--- OBJECTIVE ---
Report each row below that contains the word "wooden", copying it in full. Case counts.

--- DATASET EXCERPTS ---
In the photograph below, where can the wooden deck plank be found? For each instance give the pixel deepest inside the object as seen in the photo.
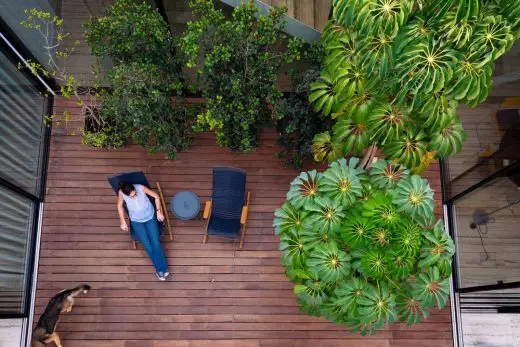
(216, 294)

* * *

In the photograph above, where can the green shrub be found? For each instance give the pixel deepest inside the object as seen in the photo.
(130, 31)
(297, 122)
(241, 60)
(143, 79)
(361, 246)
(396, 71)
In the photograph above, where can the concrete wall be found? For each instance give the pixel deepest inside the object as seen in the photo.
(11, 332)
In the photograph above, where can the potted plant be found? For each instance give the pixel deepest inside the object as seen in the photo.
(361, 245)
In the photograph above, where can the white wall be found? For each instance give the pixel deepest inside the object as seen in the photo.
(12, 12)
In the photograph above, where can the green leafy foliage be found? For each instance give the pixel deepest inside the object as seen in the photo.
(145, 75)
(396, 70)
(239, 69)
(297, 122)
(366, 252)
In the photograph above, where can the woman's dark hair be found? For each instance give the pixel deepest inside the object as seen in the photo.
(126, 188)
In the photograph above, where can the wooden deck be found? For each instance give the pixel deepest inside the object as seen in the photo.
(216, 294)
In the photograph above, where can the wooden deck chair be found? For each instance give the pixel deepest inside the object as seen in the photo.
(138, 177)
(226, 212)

--- EXERCISE ANSWER ---
In the photograph below, where can the wooden deck plank be found? For each instance give the pixel deepest inside the object as seen in the photo.
In the photograph above, where can the wooden deck be found? For each instance give the pixel deepest inside the object as seen in the photo.
In the photograph above, where can the wooden deck chair be found? For each instance give the pixel deepest inside the object as seen in the photo.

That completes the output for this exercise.